-- Excerpt provided --
::::::::::
Apparently a female, so not so dangerous as her mate, but we gave her plenty of room as she disappeared again into her green realm.

We crossed the Daintree River by ferry and the road north brought us back to the coast.  So nice to see the ocean again, shame it’s too dangerous to get in.  

Cape Tribulation is about as far north as you can go on the sealed road, and that has only just re-opened after the landslides caused by Cyclone Jasper.  (The one that chased us out of New Caledonia in December).  

It’s wonderful remote, jungly country up here, and we’re camping right on the beach.

So you may question the karmic wisdom of eating crocodile burgers for lunch.

Well we stopped at the Cape Trib general store/cafe and it’s their house speciality.  Actually very delicious, but here’s the thing, how often in life do you get the chance to walk up to the counter, order a crocodile burger and say “and make it snappy”?

An early run on the beach to the cape and back.  All to myself for miles, not another footprint.

Wildlife snap of the day.

It’s a very well camouflaged grasshopper on a tree.  

And this is a Golden Orb Weaver spider whose yellow silk web is so strong it has been used as a molecular model for synthetic fibres like kevlar. She’s as big as your hand.
::::::::::
-- Data for review --
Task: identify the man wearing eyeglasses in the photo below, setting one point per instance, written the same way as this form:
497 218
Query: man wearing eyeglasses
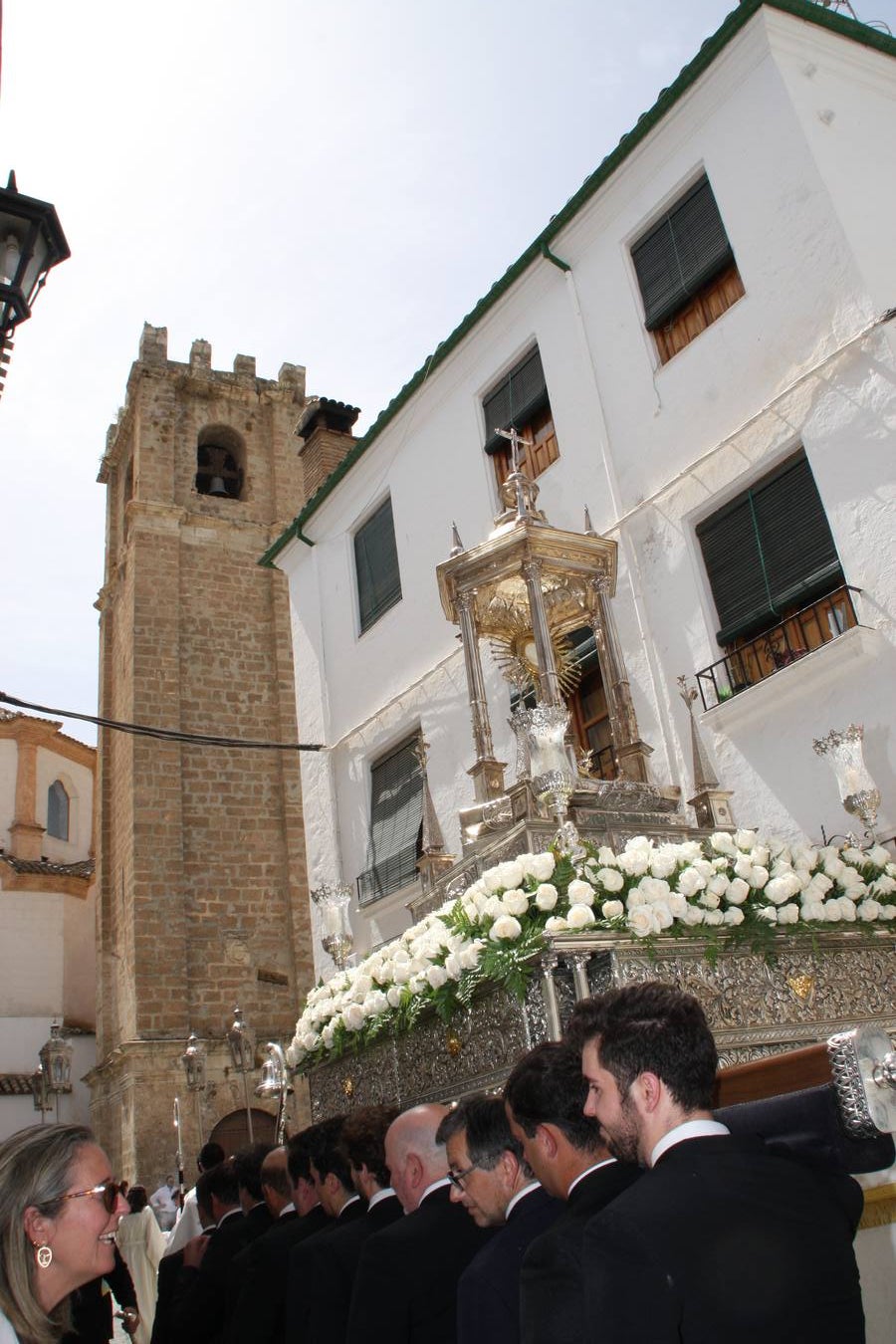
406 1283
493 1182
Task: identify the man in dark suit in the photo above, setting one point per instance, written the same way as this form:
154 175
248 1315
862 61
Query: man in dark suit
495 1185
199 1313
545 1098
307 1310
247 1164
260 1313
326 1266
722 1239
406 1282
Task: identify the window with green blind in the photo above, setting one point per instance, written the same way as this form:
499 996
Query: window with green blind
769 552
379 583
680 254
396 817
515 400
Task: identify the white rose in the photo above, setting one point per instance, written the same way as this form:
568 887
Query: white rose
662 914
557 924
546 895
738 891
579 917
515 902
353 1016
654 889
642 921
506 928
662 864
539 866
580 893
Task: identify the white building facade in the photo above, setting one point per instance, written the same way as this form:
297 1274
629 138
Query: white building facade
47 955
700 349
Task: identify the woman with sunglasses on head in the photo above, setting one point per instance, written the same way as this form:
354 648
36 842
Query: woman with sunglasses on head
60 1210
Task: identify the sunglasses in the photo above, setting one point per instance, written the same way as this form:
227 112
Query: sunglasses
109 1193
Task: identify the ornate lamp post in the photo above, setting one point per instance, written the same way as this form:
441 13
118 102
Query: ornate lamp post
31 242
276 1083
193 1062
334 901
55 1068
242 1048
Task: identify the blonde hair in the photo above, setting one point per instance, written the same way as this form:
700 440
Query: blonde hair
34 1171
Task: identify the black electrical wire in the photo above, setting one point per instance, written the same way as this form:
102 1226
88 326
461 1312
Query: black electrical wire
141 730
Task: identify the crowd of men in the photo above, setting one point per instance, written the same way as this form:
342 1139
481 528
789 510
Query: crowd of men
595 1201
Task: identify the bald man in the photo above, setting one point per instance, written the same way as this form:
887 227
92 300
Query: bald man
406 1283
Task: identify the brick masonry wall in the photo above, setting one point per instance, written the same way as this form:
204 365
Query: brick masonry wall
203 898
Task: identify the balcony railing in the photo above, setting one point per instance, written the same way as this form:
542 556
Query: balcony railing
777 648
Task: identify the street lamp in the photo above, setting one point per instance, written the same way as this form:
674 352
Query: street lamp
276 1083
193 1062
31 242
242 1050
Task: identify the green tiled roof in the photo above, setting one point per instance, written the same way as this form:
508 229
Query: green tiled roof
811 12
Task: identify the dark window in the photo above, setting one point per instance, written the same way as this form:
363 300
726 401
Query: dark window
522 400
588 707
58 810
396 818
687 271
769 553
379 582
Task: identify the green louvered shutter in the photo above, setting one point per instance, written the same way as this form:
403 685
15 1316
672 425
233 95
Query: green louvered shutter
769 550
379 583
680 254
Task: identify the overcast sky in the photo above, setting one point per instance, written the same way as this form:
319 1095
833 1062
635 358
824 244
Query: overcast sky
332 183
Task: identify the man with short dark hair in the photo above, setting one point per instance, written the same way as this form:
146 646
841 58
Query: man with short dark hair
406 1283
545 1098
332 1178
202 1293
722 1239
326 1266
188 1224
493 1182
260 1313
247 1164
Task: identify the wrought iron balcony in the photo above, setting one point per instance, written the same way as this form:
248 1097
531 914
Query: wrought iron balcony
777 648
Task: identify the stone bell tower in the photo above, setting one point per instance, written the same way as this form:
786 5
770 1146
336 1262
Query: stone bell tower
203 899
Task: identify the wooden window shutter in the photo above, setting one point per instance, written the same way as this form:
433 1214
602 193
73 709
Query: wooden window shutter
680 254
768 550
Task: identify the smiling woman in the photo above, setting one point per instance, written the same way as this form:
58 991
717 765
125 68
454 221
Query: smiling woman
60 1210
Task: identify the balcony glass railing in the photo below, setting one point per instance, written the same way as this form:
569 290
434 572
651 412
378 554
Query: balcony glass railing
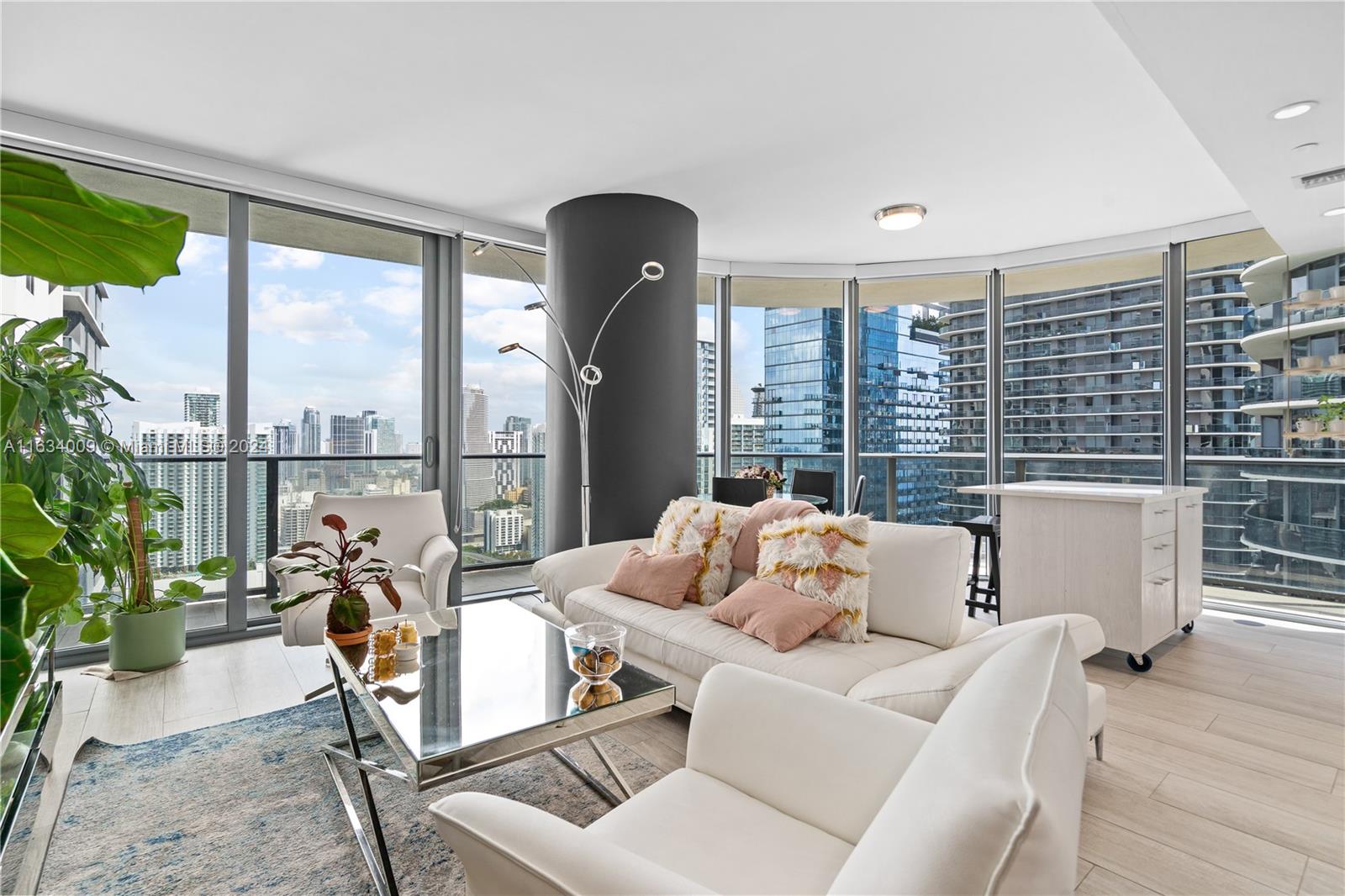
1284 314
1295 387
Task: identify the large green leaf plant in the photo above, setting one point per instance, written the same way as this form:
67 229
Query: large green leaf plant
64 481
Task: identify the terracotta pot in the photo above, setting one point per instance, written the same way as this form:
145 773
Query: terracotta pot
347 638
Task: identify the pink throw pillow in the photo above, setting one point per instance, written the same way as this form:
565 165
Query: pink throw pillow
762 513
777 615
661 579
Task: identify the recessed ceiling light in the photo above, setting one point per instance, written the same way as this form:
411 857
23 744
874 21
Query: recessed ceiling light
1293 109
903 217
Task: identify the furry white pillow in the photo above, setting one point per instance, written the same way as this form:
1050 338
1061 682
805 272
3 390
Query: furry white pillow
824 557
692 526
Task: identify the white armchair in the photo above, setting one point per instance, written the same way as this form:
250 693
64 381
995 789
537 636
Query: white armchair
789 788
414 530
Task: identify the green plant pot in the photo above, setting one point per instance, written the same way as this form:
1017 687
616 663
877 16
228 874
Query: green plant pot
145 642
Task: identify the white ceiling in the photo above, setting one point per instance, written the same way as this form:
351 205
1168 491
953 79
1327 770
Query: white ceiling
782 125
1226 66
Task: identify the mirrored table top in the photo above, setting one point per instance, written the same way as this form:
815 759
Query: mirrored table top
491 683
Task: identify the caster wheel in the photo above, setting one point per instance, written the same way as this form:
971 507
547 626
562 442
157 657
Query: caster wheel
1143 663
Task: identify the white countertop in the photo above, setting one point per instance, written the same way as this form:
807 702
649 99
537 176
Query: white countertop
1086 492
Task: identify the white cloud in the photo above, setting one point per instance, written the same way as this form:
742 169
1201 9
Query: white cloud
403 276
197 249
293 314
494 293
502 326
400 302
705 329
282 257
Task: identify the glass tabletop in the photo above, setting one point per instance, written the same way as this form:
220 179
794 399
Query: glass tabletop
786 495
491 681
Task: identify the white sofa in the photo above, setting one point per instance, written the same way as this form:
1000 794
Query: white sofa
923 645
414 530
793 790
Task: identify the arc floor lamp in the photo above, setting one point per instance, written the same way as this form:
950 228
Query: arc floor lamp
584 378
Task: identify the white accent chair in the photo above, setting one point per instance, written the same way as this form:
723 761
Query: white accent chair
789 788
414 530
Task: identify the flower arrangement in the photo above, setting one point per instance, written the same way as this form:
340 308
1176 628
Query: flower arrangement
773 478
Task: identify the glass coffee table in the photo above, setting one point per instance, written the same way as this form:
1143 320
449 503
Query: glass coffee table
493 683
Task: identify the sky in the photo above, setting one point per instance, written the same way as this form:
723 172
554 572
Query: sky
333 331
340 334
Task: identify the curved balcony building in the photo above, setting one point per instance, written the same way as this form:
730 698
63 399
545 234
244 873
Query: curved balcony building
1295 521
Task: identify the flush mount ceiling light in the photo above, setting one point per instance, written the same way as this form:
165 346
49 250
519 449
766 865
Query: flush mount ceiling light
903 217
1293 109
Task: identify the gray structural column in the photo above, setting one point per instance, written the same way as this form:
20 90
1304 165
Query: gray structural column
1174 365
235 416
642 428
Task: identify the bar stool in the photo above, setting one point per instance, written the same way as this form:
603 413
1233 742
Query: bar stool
::::::::::
-- Required tasks --
**A.** Answer each question from the travel excerpt:
(i) How was the Daintree River crossed?
(ii) What caused the landslides that closed the sealed road to Cape Tribulation?
(iii) What is the house speciality at the Cape Trib general store/cafe?
**B.** Summarize the travel excerpt in two sentences.
**C.** Quote the travel excerpt between "Well we stopped" and "not another footprint.", inclusive.
The records are not required for this work.

-- Solutions by task --
**A.**
(i) By ferry.
(ii) Cyclone Jasper.
(iii) Crocodile burgers.

**B.** After crossing the Daintree River by ferry, the travelers reached the coast at Cape Tribulation, about as far north as the sealed road goes, and camped on the beach in remote, jungly country. There they ate crocodile burgers at the general store/cafe, the writer took an early solitary run along the beach to the cape, and the wildlife included a well-camouflaged grasshopper and a hand-sized Golden Orb Weaver spider.

**C.**
Well we stopped at the Cape Trib general store/cafe and it’s their house speciality.  Actually very delicious, but here’s the thing, how often in life do you get the chance to walk up to the counter, order a crocodile burger and say “and make it snappy”?

An early run on the beach to the cape and back.  All to myself for miles, not another footprint.